++++ Input for this task

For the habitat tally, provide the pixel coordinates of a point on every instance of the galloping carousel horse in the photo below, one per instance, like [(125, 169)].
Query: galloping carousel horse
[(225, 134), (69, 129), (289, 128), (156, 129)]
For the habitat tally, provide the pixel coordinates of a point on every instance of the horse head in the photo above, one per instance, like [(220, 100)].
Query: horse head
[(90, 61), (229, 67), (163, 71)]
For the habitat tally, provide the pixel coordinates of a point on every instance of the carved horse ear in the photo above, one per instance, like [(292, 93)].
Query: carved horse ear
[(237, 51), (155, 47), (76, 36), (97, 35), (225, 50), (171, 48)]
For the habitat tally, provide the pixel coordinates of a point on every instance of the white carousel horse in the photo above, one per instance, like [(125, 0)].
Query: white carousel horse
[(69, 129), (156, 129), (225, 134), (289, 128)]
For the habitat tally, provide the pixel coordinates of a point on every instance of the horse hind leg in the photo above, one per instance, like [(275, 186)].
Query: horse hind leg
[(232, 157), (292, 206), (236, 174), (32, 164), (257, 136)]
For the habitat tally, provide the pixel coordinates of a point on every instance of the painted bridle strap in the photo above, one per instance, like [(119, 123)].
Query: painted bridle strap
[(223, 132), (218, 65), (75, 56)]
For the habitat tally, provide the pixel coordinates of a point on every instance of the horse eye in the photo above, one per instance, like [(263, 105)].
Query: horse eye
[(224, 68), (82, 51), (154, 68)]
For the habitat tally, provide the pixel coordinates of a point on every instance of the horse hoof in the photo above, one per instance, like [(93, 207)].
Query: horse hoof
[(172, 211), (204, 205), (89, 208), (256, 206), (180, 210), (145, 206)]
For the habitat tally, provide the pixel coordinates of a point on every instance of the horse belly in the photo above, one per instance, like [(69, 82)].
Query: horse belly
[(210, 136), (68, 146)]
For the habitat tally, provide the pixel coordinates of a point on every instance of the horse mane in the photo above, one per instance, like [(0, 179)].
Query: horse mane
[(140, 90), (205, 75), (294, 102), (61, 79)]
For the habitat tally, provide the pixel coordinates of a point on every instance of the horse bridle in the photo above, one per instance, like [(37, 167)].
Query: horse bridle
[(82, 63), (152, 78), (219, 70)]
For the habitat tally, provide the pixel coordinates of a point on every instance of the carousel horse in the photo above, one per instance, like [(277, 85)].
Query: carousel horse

++++++++

The entries above are to be retyped exactly.

For the habitat tally, provide the pixel coordinates of a point on every instance of the galloping carousel horse in the photo below, one per instance, like [(125, 169)].
Query: galloping carousel horse
[(225, 134), (69, 129), (289, 128), (156, 129)]
For the habitat tally, provide the pixel coordinates of a point on every instance of the horse head in the photo above, one per instance, like [(220, 100)].
Query: horse head
[(90, 61), (229, 67), (163, 71)]
For the habitat tally, provide the pixel coordinates of a point on every instance of the carved horse ear in the photo above, one per instance, like [(292, 93)].
Query: carved horse ear
[(237, 51), (155, 47), (76, 36), (97, 35), (225, 50), (171, 48)]
For the habitat tally, provide the pixel coordinates of a point on every instance of the white carousel horse in the photo above, one per instance, like [(125, 0)].
Query: white carousel horse
[(69, 129), (156, 129), (225, 134), (289, 128)]
For the habitat tally, provide the pixel coordinates of a point on every instance of the horse hind leg in the photo above, one per instance, like [(275, 186)].
Query: horse hind leg
[(232, 157), (292, 206), (236, 174), (32, 164), (257, 136)]
For the habitat tally, provide the pixel coordinates of a point on every instance of the painted bridle strap in the photo above, one per instance, like [(119, 123)].
Query: painted bridle strap
[(223, 132), (218, 65), (75, 56)]
For the habitat tally, provide the pixel coordinates of a point on every instance of the horse eye in the photo above, one per instance, like [(263, 105)].
Query: horse eye
[(224, 68), (82, 51), (154, 68)]
For the habitat tally, provide the pixel coordinates of a point on every instance of the horse hoof in the photo above, one per instance, like [(93, 207)].
Query: horse hoof
[(172, 211), (204, 205), (89, 208), (256, 206), (180, 210), (145, 206)]
For the habitat tally, provide the pixel coordinates of a point on every instance of the horse belly in the photo above, one per instance, like [(69, 82)].
Query: horse belly
[(210, 136), (68, 146)]
For the habitat tally, provide the pixel coordinates of a point on every instance of the horse mane in the photo above, one per instance, like [(0, 179)].
Query: horse mane
[(140, 90), (205, 75), (294, 102), (61, 79)]
For the habitat tally, provide the pixel coordinates of a point on every instance of the horse bridle in the photo above, one per instance, like [(37, 167)].
Query: horse bridle
[(82, 63), (152, 78), (219, 70)]
For the habitat tally, provide the pixel coordinates of a point on every instance of the carousel horse in the photo above, one per instance, like [(277, 85)].
Query: carousel horse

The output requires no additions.